- Consigne 1 -
Recopiez le passage de l'article sur la CAMEG qui commence aux mots « Face à cette » et s'arrête après « Dr Anne-Maryse Khaboré. ».
- Consigne 2 -
Répondez à ces questions d'après l'article sur la CAMEG :
(a) Quel jour les secrétaires généraux de l'UAS ont-ils adressé une correspondance au premier ministre de la transition ?
(b) Qui conduisait la délégation de l'UAS lors de la rencontre du 26 septembre 2023 ?
(c) Quel point figure en dernier dans la liste des réserves ?

Des administrateurs de la CAMEG issus de la société civile et les secrétaires généraux des syndicats, ont émis certaines réserves sur la gestion de la Centrale d’Achat des Médicaments Essentiels et Génériques (CAMEG). Ces réserves portent essentiellement sur : la gestion des ressources humaines et des relations avec les partenaires sociaux, le cas des licenciements et du climat social, l’approvisionnement des intrants pharmaceutiques, la pré qualification des fournisseurs, la péremption des produits, les ruptures de stock, la santé financière de la CAMEG et la gestion des incendies.
Face à cette situation inquiétante, le lundi 31 juillet, les secrétaires généraux des centrales syndicales et des syndicats autonomes membres de l’Unité d’Action Syndicales (UAS), ont adressé une correspondance expresse au premier ministre de la transition Me Apollinaire Joachimson Kyelem de Tambela pour qu’il se penche sur la situation qui prévaut au sein de l’Institut. Dans la même veine, une demande d’audience a été adressée à la première responsable de la CAMEG par l’UAS pour savoir d’avantage sur ce qui se passe. C’est ainsi que le mardi 26 septembre 2023, une rencontre d’échanges de haut niveau a eu lieu entre la direction générale de la CAMEG et une délégation de l’UAS, conduite par Nicolas Ouédraogo, Secrétaire général adjoint de la CGT-B. A l’issue des échanges, l’UAS est repartie rassurée et satisfaite sur la gestion de l’institution par le Dr Anne-Maryse Khaboré.

- Données extraites -
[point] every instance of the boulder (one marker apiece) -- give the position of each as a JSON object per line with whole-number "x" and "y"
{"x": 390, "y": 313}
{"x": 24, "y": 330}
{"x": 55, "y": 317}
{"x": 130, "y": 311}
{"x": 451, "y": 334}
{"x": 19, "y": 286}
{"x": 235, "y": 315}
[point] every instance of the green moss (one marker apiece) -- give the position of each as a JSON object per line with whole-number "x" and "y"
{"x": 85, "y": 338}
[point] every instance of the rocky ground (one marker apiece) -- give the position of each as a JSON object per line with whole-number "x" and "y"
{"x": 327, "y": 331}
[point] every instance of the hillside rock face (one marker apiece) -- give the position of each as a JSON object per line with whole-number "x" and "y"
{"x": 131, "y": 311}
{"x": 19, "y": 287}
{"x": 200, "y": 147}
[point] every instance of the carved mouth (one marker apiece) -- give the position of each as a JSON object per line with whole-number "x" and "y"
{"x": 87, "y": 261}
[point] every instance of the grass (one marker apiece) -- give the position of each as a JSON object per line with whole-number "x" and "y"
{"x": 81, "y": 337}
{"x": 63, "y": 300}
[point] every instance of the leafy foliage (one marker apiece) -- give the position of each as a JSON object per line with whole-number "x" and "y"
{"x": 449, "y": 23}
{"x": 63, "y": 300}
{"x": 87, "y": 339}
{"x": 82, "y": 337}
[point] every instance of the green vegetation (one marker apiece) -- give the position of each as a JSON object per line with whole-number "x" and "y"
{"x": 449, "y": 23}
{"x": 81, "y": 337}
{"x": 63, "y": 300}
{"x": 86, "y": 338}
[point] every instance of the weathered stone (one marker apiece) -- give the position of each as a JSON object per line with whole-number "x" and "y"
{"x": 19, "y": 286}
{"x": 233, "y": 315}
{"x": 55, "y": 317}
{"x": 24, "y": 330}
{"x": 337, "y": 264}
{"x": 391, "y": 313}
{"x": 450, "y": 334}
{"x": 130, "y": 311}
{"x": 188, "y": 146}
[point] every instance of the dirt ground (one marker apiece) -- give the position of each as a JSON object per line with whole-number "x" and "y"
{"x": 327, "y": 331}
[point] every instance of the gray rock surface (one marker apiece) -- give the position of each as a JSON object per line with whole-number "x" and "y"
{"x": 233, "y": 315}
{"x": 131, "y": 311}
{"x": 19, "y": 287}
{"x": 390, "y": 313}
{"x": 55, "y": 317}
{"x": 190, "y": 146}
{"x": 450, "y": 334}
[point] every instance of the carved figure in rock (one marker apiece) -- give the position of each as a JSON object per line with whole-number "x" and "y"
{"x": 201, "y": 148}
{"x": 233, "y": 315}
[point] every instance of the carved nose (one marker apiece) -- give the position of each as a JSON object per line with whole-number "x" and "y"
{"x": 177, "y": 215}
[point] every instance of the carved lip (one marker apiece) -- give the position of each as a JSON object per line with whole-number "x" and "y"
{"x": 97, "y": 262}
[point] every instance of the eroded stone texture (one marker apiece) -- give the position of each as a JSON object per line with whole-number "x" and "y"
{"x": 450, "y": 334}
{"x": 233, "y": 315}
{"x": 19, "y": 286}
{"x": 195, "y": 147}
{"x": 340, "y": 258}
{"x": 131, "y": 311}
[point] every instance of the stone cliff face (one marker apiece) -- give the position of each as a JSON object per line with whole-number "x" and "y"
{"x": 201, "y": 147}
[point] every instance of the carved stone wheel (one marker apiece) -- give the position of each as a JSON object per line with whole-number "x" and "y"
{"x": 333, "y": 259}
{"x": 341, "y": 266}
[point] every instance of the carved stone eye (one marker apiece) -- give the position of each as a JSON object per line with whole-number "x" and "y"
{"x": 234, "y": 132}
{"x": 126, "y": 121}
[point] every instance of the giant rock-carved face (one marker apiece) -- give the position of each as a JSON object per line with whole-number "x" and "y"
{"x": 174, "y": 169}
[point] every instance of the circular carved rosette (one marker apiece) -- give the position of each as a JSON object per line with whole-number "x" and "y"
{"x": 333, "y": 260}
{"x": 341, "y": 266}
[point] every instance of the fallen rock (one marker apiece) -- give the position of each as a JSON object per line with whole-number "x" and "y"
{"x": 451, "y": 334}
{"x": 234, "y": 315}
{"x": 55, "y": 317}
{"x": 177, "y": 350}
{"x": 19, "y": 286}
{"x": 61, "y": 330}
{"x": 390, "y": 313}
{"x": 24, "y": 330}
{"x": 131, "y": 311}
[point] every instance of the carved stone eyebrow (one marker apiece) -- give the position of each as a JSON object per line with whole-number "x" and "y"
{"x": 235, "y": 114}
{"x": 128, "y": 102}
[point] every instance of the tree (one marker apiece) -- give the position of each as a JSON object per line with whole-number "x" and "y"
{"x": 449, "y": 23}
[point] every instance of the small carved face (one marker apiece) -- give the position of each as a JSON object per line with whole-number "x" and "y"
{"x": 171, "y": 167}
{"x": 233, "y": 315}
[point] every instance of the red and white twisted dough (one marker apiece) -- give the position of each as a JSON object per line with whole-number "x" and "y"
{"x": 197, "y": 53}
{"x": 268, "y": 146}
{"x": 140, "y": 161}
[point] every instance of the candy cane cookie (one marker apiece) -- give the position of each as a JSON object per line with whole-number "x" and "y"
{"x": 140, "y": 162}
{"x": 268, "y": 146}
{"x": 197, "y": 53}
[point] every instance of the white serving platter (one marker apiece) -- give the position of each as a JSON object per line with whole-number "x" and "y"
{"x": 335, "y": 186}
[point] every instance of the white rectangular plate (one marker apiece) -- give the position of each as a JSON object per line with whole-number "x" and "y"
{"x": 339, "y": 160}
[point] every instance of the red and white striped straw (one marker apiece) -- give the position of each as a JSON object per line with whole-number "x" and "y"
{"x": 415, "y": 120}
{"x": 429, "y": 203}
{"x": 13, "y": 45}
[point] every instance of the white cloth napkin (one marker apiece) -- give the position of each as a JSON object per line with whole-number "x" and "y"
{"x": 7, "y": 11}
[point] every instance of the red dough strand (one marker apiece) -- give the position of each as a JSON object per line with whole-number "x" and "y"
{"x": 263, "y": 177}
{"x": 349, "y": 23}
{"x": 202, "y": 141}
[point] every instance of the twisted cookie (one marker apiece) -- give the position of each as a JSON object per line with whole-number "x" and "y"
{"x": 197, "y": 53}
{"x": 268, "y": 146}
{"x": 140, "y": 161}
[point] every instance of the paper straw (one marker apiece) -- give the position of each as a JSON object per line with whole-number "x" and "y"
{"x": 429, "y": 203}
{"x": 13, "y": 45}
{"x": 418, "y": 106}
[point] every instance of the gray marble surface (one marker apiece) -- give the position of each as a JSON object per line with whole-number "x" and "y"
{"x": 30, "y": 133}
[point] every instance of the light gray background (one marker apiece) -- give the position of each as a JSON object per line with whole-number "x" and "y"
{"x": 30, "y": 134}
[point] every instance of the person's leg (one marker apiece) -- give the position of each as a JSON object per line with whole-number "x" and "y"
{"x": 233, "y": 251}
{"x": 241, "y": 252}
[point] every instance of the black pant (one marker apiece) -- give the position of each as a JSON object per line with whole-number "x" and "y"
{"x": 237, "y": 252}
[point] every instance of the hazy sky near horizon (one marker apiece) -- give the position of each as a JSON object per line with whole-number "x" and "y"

- Réponse 1 -
Face à cette situation inquiétante, le lundi 31 juillet, les secrétaires généraux des centrales syndicales et des syndicats autonomes membres de l’Unité d’Action Syndicales (UAS), ont adressé une correspondance expresse au premier ministre de la transition Me Apollinaire Joachimson Kyelem de Tambela pour qu’il se penche sur la situation qui prévaut au sein de l’Institut. Dans la même veine, une demande d’audience a été adressée à la première responsable de la CAMEG par l’UAS pour savoir d’avantage sur ce qui se passe. C’est ainsi que le mardi 26 septembre 2023, une rencontre d’échanges de haut niveau a eu lieu entre la direction générale de la CAMEG et une délégation de l’UAS, conduite par Nicolas Ouédraogo, Secrétaire général adjoint de la CGT-B. A l’issue des échanges, l’UAS est repartie rassurée et satisfaite sur la gestion de l’institution par le Dr Anne-Maryse Khaboré.

- Réponse 2 -
(a) Le lundi 31 juillet.
(b) Nicolas Ouédraogo, Secrétaire général adjoint de la CGT-B.
(c) La gestion des incendies.